**EXERCISE GOAL**.
Output the material beneath exactly, leaving nothing out.

**DATA SECTION**.
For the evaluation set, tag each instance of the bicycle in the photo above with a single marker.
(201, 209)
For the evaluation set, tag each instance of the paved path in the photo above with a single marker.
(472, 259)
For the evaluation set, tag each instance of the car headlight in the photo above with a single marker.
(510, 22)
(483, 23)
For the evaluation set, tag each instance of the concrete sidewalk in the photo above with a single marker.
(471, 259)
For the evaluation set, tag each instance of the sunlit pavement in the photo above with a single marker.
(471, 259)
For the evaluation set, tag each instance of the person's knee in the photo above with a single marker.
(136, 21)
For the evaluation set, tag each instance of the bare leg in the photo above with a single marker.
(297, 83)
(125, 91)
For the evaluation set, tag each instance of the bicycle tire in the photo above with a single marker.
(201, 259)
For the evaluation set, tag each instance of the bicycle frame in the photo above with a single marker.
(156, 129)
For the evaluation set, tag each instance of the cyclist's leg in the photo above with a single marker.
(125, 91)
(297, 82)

**TASK SOLUTION**.
For the evaluation set, tag each instance of the bicycle in the photo above with a single marker.
(201, 209)
For the evaluation set, tag each instance of the paved path in the photo above with a single marker.
(472, 259)
For the evaluation set, tag each instance of the car headlight in the photo above with a single marker.
(510, 22)
(483, 23)
For the evaluation set, tag each instance of the concrete sidewalk in the photo above with a single marker.
(471, 259)
For the evaluation set, tag each instance of the sunlit pavement in the photo above with a single marker.
(471, 259)
For the evaluation set, tag each instance of the person's knee in the photo above with a single marker.
(136, 21)
For the evaluation set, tag each instance of the bare leg in the photo above with a single marker.
(297, 83)
(125, 91)
For the evaluation set, tag each instance of the bicycle tire in the photo above with a single marker.
(201, 259)
For the evaluation set, tag each instance of the bicycle frame in the photo above with a single marker.
(156, 129)
For the evaluation set, tag each instance of the cyclist's leg in the photo above with a single marker.
(125, 91)
(297, 82)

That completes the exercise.